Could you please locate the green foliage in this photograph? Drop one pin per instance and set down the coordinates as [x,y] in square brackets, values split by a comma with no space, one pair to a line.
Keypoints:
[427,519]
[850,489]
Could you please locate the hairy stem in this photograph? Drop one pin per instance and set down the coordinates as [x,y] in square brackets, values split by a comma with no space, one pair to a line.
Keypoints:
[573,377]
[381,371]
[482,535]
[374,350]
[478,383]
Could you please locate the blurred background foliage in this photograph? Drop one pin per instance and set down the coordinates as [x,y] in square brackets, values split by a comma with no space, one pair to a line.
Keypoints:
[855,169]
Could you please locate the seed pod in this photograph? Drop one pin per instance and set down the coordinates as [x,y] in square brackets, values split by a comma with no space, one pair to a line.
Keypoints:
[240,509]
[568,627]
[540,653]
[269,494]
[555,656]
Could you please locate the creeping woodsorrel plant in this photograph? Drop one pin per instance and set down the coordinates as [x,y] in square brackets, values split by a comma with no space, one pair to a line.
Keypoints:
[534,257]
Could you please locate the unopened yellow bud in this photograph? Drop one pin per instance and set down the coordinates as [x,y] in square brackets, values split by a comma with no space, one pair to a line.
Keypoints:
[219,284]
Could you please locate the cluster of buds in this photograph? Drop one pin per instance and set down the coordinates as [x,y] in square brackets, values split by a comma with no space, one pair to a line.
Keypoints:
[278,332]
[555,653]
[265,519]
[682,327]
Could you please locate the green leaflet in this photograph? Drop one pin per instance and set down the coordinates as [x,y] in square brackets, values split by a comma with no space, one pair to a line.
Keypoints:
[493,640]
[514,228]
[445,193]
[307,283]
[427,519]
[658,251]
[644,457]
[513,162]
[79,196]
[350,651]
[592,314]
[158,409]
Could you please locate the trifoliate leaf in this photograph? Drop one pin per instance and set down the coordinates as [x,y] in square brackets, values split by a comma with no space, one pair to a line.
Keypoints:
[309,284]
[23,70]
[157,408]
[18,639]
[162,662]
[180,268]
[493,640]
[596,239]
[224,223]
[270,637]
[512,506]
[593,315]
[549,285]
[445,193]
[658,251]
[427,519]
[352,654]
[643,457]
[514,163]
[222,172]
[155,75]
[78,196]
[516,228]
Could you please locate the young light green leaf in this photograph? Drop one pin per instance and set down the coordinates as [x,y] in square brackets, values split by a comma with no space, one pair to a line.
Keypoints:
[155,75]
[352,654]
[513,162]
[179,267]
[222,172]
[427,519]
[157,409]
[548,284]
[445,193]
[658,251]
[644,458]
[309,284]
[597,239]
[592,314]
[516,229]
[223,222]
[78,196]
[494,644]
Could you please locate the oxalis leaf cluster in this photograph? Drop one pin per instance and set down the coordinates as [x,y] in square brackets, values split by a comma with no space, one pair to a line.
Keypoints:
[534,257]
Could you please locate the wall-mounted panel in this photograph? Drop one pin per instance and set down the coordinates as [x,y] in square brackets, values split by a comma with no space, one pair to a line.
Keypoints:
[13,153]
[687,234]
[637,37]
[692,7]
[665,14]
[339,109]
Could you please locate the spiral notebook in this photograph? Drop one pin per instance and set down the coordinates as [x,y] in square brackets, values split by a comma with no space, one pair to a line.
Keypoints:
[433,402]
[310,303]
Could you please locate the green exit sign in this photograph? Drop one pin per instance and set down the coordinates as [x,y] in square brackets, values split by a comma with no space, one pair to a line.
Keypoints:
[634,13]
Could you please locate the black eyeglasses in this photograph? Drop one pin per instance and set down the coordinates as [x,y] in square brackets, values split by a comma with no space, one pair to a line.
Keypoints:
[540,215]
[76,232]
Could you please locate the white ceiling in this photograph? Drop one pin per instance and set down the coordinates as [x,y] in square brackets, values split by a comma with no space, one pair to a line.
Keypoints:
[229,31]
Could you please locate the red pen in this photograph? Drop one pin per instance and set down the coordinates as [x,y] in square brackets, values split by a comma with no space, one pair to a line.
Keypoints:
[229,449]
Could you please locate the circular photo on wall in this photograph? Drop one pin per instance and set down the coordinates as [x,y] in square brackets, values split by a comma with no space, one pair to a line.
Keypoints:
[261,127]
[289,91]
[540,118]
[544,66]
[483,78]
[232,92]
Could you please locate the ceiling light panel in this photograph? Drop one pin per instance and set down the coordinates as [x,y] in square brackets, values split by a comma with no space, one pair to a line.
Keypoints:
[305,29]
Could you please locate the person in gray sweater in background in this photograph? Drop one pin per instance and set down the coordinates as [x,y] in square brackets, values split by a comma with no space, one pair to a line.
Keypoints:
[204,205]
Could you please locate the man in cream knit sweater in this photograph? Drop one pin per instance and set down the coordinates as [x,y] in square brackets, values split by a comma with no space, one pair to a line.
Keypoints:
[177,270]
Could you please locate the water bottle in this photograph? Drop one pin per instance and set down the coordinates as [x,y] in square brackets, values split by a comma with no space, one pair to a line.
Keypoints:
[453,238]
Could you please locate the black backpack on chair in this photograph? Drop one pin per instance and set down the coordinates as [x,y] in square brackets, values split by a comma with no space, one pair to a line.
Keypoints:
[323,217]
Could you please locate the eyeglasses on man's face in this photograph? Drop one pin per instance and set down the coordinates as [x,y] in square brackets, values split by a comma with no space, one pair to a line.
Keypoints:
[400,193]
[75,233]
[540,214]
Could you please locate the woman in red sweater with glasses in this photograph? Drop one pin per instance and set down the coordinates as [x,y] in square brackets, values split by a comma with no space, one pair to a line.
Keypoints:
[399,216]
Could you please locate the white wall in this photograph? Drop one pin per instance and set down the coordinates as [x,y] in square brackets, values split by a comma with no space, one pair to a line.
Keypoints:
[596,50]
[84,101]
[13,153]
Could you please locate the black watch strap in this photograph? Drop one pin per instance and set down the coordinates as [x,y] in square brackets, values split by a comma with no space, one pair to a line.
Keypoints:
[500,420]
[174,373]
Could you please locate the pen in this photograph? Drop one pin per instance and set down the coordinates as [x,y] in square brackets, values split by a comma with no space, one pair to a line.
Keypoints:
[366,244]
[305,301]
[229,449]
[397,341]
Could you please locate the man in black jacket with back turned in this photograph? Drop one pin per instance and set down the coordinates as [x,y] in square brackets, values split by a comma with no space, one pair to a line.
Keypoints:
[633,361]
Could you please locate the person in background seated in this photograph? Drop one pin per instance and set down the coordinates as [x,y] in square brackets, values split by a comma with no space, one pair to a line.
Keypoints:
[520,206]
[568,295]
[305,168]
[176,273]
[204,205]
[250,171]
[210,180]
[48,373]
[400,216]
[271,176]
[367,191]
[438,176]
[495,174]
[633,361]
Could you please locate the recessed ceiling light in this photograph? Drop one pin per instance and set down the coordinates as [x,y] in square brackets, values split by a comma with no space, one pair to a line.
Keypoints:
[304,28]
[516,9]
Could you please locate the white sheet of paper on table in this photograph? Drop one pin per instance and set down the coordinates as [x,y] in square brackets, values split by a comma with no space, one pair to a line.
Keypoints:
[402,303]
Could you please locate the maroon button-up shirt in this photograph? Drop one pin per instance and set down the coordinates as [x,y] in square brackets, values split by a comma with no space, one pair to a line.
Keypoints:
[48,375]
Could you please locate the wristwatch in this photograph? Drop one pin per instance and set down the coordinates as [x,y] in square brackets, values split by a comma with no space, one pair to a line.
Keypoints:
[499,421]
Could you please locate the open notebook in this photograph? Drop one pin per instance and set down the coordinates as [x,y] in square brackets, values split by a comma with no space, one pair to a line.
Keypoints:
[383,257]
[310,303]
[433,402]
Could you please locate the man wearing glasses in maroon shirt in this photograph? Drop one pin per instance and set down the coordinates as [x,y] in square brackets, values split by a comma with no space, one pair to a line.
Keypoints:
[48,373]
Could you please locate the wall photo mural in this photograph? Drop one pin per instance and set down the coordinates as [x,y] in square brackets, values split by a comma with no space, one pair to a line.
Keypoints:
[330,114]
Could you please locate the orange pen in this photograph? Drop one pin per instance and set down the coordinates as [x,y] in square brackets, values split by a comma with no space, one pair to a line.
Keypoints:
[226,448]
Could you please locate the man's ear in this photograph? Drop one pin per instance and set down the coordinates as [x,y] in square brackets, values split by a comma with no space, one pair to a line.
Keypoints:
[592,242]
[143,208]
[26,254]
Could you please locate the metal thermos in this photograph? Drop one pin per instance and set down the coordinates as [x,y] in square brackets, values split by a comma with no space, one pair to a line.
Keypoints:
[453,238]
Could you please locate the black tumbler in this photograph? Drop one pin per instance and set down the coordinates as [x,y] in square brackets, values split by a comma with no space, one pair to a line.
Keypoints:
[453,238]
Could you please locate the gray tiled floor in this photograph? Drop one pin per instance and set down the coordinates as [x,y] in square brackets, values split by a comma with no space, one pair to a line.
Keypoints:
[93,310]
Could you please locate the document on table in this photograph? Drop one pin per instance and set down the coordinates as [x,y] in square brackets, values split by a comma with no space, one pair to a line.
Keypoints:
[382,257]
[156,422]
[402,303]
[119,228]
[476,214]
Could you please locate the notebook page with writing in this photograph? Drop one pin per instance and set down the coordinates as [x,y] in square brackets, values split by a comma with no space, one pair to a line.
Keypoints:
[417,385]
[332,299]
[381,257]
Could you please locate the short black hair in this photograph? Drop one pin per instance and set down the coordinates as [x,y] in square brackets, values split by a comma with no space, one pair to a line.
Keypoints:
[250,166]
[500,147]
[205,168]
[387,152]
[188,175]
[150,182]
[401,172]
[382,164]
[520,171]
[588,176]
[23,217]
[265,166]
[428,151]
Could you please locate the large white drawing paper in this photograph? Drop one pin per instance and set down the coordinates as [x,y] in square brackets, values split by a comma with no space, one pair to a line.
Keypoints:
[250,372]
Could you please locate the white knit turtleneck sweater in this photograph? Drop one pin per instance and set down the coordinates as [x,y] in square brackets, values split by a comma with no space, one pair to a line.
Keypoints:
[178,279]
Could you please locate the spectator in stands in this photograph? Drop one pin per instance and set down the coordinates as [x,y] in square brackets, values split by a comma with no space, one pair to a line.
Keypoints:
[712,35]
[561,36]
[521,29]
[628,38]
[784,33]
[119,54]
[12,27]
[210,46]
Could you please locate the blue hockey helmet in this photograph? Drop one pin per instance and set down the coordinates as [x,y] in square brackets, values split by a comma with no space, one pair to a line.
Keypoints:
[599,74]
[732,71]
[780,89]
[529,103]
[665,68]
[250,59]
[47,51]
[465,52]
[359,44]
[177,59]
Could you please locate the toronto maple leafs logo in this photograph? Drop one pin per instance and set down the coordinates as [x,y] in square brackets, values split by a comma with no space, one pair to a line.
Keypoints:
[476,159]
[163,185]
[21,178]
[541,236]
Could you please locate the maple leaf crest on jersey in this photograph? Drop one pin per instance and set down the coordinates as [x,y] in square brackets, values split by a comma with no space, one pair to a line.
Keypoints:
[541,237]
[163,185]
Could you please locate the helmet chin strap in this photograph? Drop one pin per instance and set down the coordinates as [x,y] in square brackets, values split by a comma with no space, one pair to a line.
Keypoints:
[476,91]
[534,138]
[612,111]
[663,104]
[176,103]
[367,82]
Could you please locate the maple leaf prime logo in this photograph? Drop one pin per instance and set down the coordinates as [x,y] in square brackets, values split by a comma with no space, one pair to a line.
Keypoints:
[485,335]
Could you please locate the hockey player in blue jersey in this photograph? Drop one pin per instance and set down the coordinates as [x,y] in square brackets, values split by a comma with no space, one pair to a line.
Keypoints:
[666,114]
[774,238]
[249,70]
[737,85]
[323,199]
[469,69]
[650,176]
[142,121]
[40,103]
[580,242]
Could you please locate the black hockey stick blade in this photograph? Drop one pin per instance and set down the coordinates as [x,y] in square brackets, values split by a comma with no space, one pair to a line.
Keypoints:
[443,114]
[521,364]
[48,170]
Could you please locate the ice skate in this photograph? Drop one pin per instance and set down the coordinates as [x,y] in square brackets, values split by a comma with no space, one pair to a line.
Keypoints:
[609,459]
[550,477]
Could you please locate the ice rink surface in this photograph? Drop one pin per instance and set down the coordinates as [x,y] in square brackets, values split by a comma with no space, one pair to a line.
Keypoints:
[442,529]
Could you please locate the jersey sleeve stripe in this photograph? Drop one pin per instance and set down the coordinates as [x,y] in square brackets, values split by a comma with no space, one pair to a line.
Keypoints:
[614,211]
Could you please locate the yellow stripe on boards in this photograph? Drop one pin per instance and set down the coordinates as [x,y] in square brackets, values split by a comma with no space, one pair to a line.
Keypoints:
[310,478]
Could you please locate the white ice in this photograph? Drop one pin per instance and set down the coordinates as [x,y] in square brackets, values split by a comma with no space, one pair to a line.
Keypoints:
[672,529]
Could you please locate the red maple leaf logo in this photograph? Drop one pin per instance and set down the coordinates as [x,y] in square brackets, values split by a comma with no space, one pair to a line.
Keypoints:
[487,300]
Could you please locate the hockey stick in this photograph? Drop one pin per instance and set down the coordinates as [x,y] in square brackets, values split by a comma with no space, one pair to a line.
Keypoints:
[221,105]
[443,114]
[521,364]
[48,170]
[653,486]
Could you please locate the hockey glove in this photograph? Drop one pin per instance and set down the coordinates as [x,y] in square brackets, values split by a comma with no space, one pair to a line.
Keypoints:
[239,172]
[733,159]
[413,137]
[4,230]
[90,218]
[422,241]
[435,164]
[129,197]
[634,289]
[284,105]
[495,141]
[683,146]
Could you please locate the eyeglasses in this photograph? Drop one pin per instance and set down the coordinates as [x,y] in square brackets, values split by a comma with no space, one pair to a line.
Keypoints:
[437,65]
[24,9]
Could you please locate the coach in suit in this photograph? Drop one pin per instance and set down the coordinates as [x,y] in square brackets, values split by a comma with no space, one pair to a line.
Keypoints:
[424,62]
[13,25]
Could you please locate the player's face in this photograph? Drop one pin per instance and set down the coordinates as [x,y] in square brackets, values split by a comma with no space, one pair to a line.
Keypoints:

> [EXERCISE TASK]: Only the lines from the one containing "Could you please locate the yellow" to the end of the records should be repeated, exactly as they appear.

> [TASK SOLUTION]:
Could you please locate the yellow stripe on boards in this photograph? Drop one pin per instance and set down the coordinates as [x,y] in square brackets, values split by a comma with no space, one pair to a line.
Keypoints:
[310,478]
Could you please locate the white ice in this photograph? Drop one pin per instance and set down the coordinates as [x,y] in square brackets, values split by a comma with no space, one pair to a line.
Keypoints:
[672,529]
Could you please locate the red maple leaf logo in this photograph? Drop one pin per instance and set down the coordinates as [x,y] in square brackets, values split by a comma with no space, one pair to a line.
Keypoints:
[487,300]
Could you please locate the hockey stick in this photograph? Drop one pin per instance and set down the coordinates as [x,y] in square brackets, values split by a comma with no space, one pair to a line.
Keypoints:
[221,105]
[443,114]
[521,364]
[48,170]
[653,486]
Could you please locate the hockey glove in this photograph? Drop one pin per instance and set down the coordinates as [x,y] in square brackets, values split by a comma with no space, one pair to a line.
Keypoints:
[239,172]
[733,159]
[413,137]
[4,230]
[90,218]
[422,241]
[435,164]
[129,197]
[634,289]
[284,105]
[495,141]
[683,146]
Could you please locate the eyeglasses in this photograph? Drop one pin per instance and set down the coordinates as [x,y] in square brackets, values split by a comma with no space, one pair to a line.
Keypoints:
[437,65]
[24,9]
Could you please locate the coach in suit in this photograph? Drop one pin per instance and set down the coordinates as [x,y] in square brackets, values split by a comma with no space, one pair to a line.
Keypoints:
[424,62]
[13,25]
Could you please locate the player's face in this photograph? Drop one pin per instance and set down the coordinates as [x,y] in square brackets, values split by a comma with no space, one pair to a line.
Keypoints:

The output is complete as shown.